Assigned task — Check each line of the entries for "sofa" and report the ones that have it.

+===+

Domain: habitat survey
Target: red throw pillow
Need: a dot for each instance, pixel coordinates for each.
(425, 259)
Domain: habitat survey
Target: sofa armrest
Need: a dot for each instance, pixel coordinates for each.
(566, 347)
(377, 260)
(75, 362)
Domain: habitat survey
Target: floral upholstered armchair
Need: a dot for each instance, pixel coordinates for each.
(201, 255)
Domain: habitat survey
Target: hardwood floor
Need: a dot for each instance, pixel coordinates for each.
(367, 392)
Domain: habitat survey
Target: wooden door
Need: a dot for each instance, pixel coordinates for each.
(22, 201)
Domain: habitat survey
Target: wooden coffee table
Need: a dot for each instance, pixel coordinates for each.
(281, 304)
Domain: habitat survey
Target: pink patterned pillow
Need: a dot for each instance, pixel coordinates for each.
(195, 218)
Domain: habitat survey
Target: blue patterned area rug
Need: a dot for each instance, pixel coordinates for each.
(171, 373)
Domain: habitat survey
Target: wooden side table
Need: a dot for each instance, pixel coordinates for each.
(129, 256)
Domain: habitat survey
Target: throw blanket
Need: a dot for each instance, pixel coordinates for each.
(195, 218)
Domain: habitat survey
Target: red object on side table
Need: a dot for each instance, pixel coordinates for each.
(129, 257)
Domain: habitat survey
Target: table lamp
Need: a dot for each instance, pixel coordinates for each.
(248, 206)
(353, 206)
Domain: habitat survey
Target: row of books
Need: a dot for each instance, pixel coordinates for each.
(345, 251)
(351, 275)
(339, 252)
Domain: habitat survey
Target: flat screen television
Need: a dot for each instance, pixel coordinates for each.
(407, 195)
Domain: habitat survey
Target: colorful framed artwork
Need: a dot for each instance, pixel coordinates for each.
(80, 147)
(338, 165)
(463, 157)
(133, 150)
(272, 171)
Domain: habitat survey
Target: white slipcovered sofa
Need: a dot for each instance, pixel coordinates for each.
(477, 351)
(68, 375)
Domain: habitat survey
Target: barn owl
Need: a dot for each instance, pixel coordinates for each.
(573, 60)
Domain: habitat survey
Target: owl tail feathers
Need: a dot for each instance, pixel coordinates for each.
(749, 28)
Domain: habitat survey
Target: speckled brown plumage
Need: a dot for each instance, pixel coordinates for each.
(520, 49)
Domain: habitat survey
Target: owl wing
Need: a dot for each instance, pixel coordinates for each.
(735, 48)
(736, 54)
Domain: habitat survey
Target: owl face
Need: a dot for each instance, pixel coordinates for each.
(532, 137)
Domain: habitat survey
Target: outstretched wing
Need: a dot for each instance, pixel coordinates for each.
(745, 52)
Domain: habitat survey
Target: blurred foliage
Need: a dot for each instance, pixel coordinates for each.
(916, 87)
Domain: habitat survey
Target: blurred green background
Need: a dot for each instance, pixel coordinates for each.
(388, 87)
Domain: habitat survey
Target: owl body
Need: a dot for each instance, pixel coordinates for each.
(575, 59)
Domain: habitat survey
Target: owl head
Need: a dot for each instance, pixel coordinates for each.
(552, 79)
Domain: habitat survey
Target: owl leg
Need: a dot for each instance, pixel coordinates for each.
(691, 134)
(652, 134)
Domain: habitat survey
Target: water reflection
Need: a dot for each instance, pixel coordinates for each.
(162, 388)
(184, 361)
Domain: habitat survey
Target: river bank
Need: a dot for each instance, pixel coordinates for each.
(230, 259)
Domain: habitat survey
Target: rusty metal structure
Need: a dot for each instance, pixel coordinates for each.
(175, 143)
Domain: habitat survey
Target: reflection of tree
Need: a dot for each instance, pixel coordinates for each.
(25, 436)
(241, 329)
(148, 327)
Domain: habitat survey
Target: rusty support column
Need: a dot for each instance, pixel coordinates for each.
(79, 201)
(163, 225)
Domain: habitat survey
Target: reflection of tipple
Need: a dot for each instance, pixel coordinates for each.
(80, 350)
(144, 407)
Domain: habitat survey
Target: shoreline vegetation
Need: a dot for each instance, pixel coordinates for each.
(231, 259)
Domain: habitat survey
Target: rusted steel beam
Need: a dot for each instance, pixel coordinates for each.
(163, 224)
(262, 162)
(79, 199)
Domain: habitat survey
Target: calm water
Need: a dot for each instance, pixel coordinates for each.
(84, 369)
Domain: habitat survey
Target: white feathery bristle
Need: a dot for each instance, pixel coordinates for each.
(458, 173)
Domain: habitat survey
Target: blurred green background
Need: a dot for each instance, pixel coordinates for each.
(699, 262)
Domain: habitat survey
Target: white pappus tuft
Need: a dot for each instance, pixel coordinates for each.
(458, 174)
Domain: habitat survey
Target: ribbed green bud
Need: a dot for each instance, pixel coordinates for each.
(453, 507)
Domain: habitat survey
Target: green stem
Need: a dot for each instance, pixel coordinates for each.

+===+

Worked solution —
Target: sofa armrest
Target: white slipcovered sofa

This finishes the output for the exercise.